> [Aufgabe A]:
Beantworte anhand des Textauszugs unten diese Fragen:
(i) Welchen Satz Schopenhauers führt der Textauszug an?
(ii) Welche Figur hielt Marcel Reich-Ranicki für die am stärksten mit Humor gesegnete der Weltliteratur?
(iii) In welcher Rolle ist Chris Howland im Team dabei?
> [Aufgabe B]: Schreibe den Abschnitt des Textauszugs unten neu, beginnend bei „Marcel Reich-Ranicki hat“ und endend bei „Perspektive zu geben.“. Benenne dabei „Mephisto“ in „Mephistopheles“ um.

> [Textauszug]:
○ ○ ○ ○ ○

Was uns fehlt, ist vermutlich der englische »sense of humour«, der den ganzen Alltag prägt und schon in der Schule eingeübt wird. Er schafft in Debatten und Unterhaltungen jene besondere Atmosphäre, in der keiner mehr übelnimmt und den Saal verlässt, sondern in der Bonmots und Treffer der anderen Seite mit beklatscht werden.
Das »Volk der Dichter und Denker« sei zu ernst für Humor, habe ich oft gehört. Bei uns prallen immer gleich Weltanschauungen aufeinander, gilt jemand, der lustig ist, nicht als seriös. Dabei meinte schon Schopenhauer: »Je mehr der Mensch des ganzen Ernstes fähig ist, desto herzlicher kann er lachen.«
Und die deutsche Literatur ist gewiss nicht humorlos. Heinrich Heine, Jean Paul, Wilhelm Busch, Karl Valentin, Christian Morgenstern, Joachim Ringelnatz und Eugen Roth waren brillante Humoristen, von Karl Kraus und Kurt Tucholsky gar nicht zu reden.
Marcel Reich-Ranicki hat mal versichert, er halte den Mephisto im >Faust< für die am stärksten mit Humor gesegnete Figur der Weltliteratur. Manche möchten einwenden, es handele sich eher um Ironie und Witz. Aber wenn Humor die Fähigkeit ist, über sich selber zu lachen, sich selber witzig zu finden, dann kann man diese Wertung verstehen. Obwohl ich die Iren immer noch um Shaw und Oscar Wilde beneide.
Deshalb ist in unserem Team der Engländer Chris Howland als Sammler und Autor persönlicher Erfahrungen dabei. Und deswegen soll dieses Buch auch ein Versuch sein, der deutschen Ernsthaftigkeit und dem weltanschaulichen Ballast eine vergnügliche Perspektive zu geben.

○ ○ ○ ○ ○

> [Unbearbeitete Auflistung]:
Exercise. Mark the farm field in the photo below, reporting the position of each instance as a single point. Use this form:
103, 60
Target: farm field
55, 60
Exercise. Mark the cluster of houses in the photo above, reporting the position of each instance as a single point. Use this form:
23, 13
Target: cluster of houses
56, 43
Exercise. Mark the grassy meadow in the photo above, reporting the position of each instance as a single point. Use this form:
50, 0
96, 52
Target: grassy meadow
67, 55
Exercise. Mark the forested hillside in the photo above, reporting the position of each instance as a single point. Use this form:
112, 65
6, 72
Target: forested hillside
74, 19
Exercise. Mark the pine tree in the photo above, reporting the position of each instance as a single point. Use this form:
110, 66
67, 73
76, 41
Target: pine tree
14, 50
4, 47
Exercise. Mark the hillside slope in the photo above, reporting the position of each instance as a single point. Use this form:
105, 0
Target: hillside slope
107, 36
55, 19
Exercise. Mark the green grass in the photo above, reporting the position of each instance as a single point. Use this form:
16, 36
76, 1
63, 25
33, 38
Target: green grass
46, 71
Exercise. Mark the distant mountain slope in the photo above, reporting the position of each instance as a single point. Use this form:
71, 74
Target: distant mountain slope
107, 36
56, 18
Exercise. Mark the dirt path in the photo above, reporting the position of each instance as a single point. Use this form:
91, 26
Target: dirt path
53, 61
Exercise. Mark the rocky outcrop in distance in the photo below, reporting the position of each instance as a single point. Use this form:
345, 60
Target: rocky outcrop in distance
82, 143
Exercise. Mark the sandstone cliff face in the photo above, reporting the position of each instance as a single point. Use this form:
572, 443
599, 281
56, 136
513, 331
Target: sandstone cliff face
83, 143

○ ○ ○ ○ ○

> [Ergebnis A]:
(i) »Je mehr der Mensch des ganzen Ernstes fähig ist, desto herzlicher kann er lachen.«
(ii) Den Mephisto im Faust.
(iii) Als Sammler und Autor persönlicher Erfahrungen.

> [Ergebnis B]:
Marcel Reich-Ranicki hat mal versichert, er halte den Mephistopheles im >Faust< für die am stärksten mit Humor gesegnete Figur der Weltliteratur. Manche möchten einwenden, es handele sich eher um Ironie und Witz. Aber wenn Humor die Fähigkeit ist, über sich selber zu lachen, sich selber witzig zu finden, dann kann man diese Wertung verstehen. Obwohl ich die Iren immer noch um Shaw und Oscar Wilde beneide.
Deshalb ist in unserem Team der Engländer Chris Howland als Sammler und Autor persönlicher Erfahrungen dabei. Und deswegen soll dieses Buch auch ein Versuch sein, der deutschen Ernsthaftigkeit und dem weltanschaulichen Ballast eine vergnügliche Perspektive zu geben.